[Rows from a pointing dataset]
* START *

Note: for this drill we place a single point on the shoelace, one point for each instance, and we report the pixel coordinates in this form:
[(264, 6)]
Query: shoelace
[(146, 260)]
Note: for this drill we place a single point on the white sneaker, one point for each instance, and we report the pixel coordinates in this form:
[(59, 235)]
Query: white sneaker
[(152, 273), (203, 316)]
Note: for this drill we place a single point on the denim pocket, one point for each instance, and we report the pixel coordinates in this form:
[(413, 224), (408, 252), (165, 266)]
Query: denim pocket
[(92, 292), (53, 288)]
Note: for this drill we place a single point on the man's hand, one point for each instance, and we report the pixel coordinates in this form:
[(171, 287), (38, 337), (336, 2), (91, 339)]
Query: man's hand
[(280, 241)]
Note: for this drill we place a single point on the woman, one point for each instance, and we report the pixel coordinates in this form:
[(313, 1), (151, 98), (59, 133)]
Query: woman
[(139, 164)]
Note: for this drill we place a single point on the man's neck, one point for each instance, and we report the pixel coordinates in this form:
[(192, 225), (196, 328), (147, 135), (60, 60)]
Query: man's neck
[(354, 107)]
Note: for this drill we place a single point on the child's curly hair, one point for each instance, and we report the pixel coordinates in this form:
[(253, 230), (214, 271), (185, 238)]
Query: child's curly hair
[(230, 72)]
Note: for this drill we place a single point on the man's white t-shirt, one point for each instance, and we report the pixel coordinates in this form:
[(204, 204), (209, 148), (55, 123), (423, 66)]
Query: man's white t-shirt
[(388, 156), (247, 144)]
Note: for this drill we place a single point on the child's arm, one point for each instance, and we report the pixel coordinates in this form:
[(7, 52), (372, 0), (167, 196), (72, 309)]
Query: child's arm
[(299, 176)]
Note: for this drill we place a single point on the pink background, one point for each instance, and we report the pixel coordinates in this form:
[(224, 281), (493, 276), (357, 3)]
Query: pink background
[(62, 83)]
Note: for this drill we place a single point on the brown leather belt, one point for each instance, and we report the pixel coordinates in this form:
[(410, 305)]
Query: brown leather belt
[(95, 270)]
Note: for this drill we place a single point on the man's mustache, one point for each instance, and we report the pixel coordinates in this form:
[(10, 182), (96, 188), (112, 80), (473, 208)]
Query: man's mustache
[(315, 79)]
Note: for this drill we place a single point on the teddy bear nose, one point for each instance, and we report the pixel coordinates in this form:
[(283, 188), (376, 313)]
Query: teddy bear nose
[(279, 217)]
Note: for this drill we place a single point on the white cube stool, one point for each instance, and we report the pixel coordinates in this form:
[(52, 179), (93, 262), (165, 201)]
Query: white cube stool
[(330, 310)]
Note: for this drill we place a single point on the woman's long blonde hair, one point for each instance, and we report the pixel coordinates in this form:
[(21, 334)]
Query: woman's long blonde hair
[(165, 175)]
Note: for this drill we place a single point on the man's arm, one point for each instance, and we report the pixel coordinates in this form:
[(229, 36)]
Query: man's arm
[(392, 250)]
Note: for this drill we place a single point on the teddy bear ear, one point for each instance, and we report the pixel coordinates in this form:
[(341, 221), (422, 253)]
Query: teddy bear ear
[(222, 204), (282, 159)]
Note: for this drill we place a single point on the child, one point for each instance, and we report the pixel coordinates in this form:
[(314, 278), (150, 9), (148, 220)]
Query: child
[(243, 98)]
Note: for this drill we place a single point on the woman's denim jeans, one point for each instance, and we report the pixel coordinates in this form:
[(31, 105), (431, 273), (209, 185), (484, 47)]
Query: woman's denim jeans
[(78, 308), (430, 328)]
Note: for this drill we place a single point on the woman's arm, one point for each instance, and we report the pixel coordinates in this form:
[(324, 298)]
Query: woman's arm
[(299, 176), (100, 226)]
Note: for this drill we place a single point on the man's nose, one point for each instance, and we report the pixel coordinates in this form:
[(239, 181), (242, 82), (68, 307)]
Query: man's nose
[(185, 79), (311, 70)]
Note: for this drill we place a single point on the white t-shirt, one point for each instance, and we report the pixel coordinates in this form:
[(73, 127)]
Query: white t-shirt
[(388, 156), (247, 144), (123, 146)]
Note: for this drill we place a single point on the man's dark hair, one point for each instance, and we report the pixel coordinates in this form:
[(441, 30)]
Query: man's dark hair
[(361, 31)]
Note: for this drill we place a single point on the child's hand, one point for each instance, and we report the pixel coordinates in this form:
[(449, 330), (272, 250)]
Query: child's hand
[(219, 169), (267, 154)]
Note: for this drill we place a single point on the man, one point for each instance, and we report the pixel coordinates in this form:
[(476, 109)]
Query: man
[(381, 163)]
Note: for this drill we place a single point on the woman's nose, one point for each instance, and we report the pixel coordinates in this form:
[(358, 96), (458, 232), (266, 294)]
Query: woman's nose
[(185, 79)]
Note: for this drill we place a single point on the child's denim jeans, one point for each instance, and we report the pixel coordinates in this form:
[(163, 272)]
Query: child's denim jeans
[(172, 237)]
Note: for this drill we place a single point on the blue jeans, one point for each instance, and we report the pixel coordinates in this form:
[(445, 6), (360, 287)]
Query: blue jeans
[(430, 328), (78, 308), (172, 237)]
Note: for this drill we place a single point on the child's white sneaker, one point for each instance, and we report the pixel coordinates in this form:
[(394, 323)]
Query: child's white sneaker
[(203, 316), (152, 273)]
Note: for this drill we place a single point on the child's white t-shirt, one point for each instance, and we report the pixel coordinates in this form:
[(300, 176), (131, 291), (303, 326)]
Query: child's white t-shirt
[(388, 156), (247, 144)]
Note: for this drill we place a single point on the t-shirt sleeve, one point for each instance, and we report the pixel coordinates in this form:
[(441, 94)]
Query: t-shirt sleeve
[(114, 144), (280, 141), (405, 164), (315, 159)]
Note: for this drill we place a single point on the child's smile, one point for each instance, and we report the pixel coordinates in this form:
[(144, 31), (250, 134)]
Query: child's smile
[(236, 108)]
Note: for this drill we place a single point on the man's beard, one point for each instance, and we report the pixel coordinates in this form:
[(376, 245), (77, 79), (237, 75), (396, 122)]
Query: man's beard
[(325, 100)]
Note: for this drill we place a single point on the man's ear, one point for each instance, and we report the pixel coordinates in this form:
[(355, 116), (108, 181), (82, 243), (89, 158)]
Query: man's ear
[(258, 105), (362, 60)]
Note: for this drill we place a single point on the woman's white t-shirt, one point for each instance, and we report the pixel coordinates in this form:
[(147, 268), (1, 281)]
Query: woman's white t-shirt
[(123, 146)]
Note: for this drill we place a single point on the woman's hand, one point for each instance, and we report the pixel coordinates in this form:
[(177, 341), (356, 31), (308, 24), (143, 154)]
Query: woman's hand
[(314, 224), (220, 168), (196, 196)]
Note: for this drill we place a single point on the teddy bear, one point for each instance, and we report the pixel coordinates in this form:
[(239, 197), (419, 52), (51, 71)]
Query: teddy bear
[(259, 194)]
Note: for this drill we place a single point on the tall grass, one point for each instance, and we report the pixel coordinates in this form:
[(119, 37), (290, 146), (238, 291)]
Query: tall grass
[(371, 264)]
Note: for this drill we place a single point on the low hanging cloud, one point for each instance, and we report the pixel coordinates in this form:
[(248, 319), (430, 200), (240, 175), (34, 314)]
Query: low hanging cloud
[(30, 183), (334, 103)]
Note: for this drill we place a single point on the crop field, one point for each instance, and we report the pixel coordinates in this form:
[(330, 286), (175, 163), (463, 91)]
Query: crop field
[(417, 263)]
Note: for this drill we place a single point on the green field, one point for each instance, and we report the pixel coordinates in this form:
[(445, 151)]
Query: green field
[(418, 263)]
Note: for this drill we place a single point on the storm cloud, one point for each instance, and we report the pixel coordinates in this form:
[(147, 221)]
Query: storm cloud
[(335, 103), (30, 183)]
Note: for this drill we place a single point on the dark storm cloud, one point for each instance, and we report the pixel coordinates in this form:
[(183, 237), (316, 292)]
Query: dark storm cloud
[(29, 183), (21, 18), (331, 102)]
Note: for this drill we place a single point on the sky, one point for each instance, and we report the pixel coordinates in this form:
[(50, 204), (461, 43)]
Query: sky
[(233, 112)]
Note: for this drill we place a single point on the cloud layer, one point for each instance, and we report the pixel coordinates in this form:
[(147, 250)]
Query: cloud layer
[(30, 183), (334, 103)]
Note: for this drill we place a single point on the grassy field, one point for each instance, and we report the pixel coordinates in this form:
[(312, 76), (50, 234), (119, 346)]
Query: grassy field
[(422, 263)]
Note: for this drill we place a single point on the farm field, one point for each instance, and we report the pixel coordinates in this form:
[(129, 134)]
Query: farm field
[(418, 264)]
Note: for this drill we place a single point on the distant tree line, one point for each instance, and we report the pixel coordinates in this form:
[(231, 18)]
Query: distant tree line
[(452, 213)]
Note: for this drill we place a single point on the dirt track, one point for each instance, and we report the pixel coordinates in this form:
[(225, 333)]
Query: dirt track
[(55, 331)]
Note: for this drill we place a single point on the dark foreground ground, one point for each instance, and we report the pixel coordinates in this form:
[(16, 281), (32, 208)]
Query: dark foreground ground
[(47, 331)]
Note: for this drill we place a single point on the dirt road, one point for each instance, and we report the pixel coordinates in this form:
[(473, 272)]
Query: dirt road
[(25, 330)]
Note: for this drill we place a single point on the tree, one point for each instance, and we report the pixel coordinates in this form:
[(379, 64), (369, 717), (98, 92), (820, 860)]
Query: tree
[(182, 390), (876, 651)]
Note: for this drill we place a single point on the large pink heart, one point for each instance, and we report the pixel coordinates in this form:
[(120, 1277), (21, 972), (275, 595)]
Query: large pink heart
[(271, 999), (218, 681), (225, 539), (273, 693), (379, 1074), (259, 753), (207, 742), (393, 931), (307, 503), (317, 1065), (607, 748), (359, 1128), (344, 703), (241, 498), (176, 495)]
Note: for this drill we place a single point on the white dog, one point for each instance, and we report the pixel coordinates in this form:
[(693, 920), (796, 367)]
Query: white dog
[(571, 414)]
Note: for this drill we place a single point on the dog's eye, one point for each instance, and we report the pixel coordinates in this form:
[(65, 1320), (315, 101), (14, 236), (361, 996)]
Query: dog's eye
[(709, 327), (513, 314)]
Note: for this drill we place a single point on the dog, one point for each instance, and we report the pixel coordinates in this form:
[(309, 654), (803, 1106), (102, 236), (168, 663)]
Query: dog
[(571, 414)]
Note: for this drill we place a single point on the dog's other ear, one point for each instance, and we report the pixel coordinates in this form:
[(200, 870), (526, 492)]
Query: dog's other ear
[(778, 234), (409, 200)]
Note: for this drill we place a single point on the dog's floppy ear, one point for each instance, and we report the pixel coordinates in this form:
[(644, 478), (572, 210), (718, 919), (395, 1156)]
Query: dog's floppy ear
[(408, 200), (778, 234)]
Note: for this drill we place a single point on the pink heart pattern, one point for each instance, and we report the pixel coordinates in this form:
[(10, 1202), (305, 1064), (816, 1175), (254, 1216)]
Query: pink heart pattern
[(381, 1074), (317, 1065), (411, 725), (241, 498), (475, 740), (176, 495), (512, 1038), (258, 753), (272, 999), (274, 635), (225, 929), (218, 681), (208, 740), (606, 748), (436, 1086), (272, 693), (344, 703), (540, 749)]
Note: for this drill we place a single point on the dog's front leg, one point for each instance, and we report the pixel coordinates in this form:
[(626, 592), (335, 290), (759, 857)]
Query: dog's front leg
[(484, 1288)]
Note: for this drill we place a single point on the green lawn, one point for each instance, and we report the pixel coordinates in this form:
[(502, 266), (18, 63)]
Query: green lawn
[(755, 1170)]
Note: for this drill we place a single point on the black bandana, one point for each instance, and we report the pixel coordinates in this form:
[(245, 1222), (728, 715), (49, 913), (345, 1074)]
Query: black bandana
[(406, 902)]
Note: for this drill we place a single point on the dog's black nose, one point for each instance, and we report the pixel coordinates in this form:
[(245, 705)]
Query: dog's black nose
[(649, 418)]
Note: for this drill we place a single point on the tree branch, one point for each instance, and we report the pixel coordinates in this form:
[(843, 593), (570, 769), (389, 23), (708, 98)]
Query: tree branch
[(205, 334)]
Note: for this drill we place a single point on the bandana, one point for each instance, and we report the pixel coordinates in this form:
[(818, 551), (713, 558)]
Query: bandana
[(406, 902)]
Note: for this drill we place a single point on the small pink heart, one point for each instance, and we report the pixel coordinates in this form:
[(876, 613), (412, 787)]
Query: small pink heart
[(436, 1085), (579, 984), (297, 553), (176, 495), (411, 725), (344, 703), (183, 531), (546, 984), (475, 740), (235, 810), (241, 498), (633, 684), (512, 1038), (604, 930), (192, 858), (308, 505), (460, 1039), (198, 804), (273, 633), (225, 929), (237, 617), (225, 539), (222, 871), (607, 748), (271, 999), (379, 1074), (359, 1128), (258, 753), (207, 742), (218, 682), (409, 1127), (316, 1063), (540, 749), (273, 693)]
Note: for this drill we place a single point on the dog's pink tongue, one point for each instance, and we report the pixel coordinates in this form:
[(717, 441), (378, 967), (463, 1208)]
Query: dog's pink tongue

* END *

## What the task asks
Can you rewrite the listing from the line with "man's neck, one" up to and including the line with "[(354, 107)]", putting "man's throat" wherever "man's neck" appears and keeping everything else the same?

## Response to the exercise
Note: for this drill we place a single point on the man's throat, one point for each instance, and we report the pixel coordinates in this form:
[(192, 225), (196, 328), (147, 135), (60, 60)]
Query: man's throat
[(354, 107)]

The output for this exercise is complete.